* _Extracted material_:
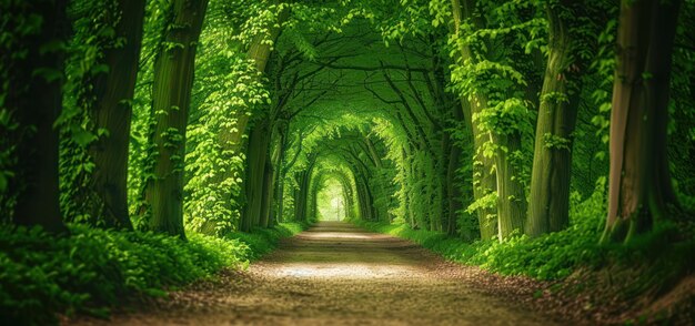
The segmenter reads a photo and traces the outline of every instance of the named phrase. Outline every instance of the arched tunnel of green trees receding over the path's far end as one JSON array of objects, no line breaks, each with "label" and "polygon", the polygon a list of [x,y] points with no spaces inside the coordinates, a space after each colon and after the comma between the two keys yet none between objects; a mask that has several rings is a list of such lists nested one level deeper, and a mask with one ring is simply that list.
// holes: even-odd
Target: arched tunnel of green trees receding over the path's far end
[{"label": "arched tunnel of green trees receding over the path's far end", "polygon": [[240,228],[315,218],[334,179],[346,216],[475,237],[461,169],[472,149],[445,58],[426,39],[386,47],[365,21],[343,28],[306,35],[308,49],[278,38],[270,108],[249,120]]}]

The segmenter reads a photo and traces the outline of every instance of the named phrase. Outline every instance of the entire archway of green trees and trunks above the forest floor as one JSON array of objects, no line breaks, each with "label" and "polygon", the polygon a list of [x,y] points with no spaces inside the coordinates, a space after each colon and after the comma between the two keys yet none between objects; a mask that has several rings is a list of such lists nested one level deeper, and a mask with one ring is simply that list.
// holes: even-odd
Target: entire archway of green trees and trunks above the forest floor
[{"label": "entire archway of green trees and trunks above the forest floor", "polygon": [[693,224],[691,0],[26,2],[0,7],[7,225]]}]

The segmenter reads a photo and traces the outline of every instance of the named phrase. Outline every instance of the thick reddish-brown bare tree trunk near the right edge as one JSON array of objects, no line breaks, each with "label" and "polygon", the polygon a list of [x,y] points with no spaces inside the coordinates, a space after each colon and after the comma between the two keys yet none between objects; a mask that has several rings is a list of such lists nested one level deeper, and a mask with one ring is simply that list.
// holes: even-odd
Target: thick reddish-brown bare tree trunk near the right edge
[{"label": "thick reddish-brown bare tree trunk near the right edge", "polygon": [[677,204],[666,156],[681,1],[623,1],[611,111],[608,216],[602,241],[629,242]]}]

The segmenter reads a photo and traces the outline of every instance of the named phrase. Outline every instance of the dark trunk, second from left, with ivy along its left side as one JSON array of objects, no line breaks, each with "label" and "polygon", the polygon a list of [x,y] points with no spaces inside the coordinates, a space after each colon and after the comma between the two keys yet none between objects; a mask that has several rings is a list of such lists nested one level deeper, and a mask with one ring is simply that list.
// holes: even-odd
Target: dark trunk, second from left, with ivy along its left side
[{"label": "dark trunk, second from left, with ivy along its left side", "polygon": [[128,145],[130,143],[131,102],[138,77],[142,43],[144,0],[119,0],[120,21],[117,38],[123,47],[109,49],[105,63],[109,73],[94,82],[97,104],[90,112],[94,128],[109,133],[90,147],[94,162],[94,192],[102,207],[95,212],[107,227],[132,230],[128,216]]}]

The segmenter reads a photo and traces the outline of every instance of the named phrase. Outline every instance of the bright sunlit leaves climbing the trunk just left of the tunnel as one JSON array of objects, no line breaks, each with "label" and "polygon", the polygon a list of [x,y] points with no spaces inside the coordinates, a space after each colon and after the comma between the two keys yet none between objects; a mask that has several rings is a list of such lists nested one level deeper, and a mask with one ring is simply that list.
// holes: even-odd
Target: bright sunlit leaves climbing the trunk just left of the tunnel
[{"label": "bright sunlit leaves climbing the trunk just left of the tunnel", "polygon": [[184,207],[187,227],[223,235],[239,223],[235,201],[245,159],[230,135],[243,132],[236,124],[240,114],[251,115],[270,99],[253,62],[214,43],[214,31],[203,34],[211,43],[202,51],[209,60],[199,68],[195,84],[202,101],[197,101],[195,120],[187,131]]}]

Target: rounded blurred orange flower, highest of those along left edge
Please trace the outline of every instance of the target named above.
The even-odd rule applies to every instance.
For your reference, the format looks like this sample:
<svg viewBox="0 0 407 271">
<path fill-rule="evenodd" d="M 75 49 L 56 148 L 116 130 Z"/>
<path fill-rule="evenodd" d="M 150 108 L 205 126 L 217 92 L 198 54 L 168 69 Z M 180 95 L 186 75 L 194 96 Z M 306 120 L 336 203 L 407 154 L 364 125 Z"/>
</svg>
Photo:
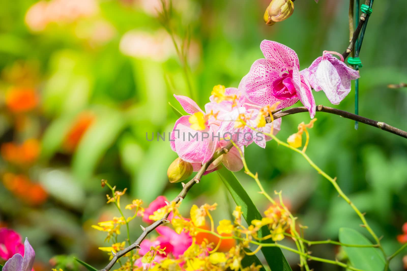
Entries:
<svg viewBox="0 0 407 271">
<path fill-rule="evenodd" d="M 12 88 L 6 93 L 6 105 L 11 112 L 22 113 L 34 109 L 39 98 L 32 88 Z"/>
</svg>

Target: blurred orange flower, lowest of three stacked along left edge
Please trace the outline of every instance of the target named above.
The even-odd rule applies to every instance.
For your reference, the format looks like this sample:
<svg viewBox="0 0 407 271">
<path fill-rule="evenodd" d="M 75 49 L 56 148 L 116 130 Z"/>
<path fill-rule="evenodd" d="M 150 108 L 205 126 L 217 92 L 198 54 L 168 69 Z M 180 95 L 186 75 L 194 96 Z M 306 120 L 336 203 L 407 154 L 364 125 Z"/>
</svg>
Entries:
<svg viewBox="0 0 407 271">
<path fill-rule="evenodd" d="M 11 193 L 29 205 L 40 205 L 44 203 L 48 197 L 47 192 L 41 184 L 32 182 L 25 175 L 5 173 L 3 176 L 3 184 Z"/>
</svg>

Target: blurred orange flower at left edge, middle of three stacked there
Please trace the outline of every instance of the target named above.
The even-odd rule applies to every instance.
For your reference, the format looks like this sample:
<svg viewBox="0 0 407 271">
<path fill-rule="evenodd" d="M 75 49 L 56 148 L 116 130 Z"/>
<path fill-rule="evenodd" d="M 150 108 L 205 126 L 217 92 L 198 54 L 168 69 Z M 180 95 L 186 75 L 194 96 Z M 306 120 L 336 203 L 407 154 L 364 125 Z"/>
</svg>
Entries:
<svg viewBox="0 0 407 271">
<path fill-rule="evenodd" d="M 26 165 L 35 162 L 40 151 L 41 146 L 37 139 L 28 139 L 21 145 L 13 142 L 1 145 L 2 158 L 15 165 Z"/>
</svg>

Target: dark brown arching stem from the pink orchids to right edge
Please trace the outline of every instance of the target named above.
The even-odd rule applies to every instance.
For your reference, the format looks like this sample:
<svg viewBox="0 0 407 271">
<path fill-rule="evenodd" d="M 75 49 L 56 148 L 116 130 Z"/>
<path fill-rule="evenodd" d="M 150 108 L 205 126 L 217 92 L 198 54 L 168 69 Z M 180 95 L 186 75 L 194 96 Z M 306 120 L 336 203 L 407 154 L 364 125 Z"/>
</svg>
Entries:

* _Task details_:
Give back the full listing exactly as written, only without its pictures.

* _Task result_:
The segmenter reads a photo and traces the outline of every instance of the named phrase. Outline every instance of the arched tunnel of green trees receding over the path's far end as one JSON array of objects, no line breaks, each with "label" and "polygon", the polygon a list of [x,y] points with no spaces inside the coordinates, a space after each colon and after the comma between the two keys yet none between objects; a mask that has several rings is a list of such lists nested one level deeper, and a mask with one ring is simply that list.
// holes: even-odd
Target: arched tunnel of green trees receding over the path's far end
[{"label": "arched tunnel of green trees receding over the path's far end", "polygon": [[240,228],[315,218],[334,179],[346,216],[475,237],[461,169],[472,149],[445,58],[426,39],[386,47],[365,21],[343,28],[306,35],[308,49],[278,38],[270,108],[249,120]]}]

The segmenter reads a photo and traces the outline of every instance of the named phrase. Outline every instance of the entire archway of green trees and trunks above the forest floor as one JSON array of objects, no line breaks, each with "label" and "polygon", the polygon a list of [x,y] points with no spaces inside the coordinates, a space after each colon and after the comma between the two keys yet none between objects; a mask that has several rings is a list of such lists nested one level deeper, and a mask with one ring is simply that list.
// holes: even-odd
Target: entire archway of green trees and trunks above the forest floor
[{"label": "entire archway of green trees and trunks above the forest floor", "polygon": [[693,224],[691,0],[26,2],[0,7],[7,225]]}]

The segmenter reads a photo and traces the outline of every instance of the named phrase. Outline every instance of the thick reddish-brown bare tree trunk near the right edge as one JSON array of objects, no line breaks, each with "label" and "polygon", the polygon a list of [x,y] points with no spaces inside the coordinates, a space after each colon and after the comma between the two keys yet none between objects; a mask that has several rings is a list of such lists nested one level deeper, and a mask with one ring is simply that list.
// holes: even-odd
Target: thick reddish-brown bare tree trunk near the right edge
[{"label": "thick reddish-brown bare tree trunk near the right edge", "polygon": [[677,204],[666,156],[681,1],[623,1],[611,111],[608,216],[602,241],[629,242]]}]

The segmenter reads a photo and traces the outline of every instance of the named phrase. Outline every instance of the dark trunk, second from left, with ivy along its left side as one JSON array of objects, no line breaks, each with "label" and "polygon", the polygon a list of [x,y] points with no spaces inside the coordinates, a space after each colon and after the comma between the two keys yet none between objects; a mask that has several rings is a list of such lists nested one level deeper, and a mask with one ring is simply that list.
// holes: even-odd
Target: dark trunk, second from left, with ivy along its left side
[{"label": "dark trunk, second from left, with ivy along its left side", "polygon": [[128,145],[130,143],[131,102],[138,77],[142,43],[144,0],[119,0],[120,21],[117,38],[123,47],[109,49],[105,63],[109,73],[94,82],[97,104],[90,112],[94,128],[109,133],[90,147],[94,162],[94,192],[102,207],[95,212],[107,227],[132,230],[128,216]]}]

The segmenter reads a photo and traces the outline of every instance of the named phrase. Outline every instance of the bright sunlit leaves climbing the trunk just left of the tunnel as one JSON array of objects, no line breaks, each with "label" and "polygon", the polygon a list of [x,y] points with no spaces inside the coordinates, a space after each colon and after the comma between the two keys yet none between objects; a mask that has several rings is a list of such lists nested one level deeper, and a mask with one ring is simply that list.
// holes: even-odd
Target: bright sunlit leaves climbing the trunk just left of the tunnel
[{"label": "bright sunlit leaves climbing the trunk just left of the tunnel", "polygon": [[184,207],[187,227],[223,235],[239,223],[235,201],[245,159],[230,135],[243,132],[236,124],[240,114],[251,115],[270,99],[253,62],[214,43],[214,31],[203,34],[211,43],[202,51],[209,60],[199,68],[195,84],[202,101],[197,101],[195,120],[187,131]]}]

Target: rounded blurred orange flower, highest of those along left edge
Please trace the outline of every instance of the target named above.
The even-odd rule applies to every instance.
For your reference, the format looks like this sample:
<svg viewBox="0 0 407 271">
<path fill-rule="evenodd" d="M 75 49 L 56 148 L 116 130 Z"/>
<path fill-rule="evenodd" d="M 150 108 L 205 126 L 217 92 L 198 54 L 168 69 Z M 180 95 L 186 75 L 194 96 Z M 306 120 L 336 203 L 407 154 L 364 125 Z"/>
</svg>
Photo:
Entries:
<svg viewBox="0 0 407 271">
<path fill-rule="evenodd" d="M 12 88 L 6 93 L 6 105 L 11 112 L 22 113 L 34 109 L 39 98 L 32 88 Z"/>
</svg>

Target: blurred orange flower, lowest of three stacked along left edge
Please trace the outline of every instance of the target named above.
The even-odd rule applies to every instance.
For your reference, the format looks like this sample:
<svg viewBox="0 0 407 271">
<path fill-rule="evenodd" d="M 75 49 L 56 148 L 116 130 Z"/>
<path fill-rule="evenodd" d="M 150 108 L 205 126 L 217 92 L 198 54 L 168 69 Z M 180 95 L 186 75 L 194 96 Z M 306 120 L 336 203 L 407 154 L 364 125 Z"/>
</svg>
Entries:
<svg viewBox="0 0 407 271">
<path fill-rule="evenodd" d="M 11 193 L 29 205 L 40 205 L 44 203 L 48 197 L 47 192 L 41 184 L 32 182 L 25 175 L 5 173 L 3 176 L 3 184 Z"/>
</svg>

Target: blurred orange flower at left edge, middle of three stacked there
Please trace the outline of every instance of the target named above.
The even-odd rule applies to every instance.
For your reference, the format looks like this sample:
<svg viewBox="0 0 407 271">
<path fill-rule="evenodd" d="M 75 49 L 56 148 L 116 130 Z"/>
<path fill-rule="evenodd" d="M 150 108 L 205 126 L 217 92 L 198 54 L 168 69 Z M 180 95 L 186 75 L 194 96 Z M 306 120 L 336 203 L 407 154 L 364 125 Z"/>
</svg>
Entries:
<svg viewBox="0 0 407 271">
<path fill-rule="evenodd" d="M 26 165 L 35 162 L 40 151 L 41 146 L 37 139 L 28 139 L 21 145 L 13 142 L 1 145 L 2 158 L 15 165 Z"/>
</svg>

Target: dark brown arching stem from the pink orchids to right edge
Please trace the outline of every instance of the target named above.
The even-odd rule applies to every instance.
For your reference, the format looks like this sample:
<svg viewBox="0 0 407 271">
<path fill-rule="evenodd" d="M 75 49 L 56 148 L 116 130 Z"/>
<path fill-rule="evenodd" d="M 150 108 L 205 126 L 217 92 L 198 54 L 168 69 Z M 180 95 L 186 75 L 194 96 Z M 306 120 L 336 203 L 407 154 L 364 125 Z"/>
</svg>
Entries:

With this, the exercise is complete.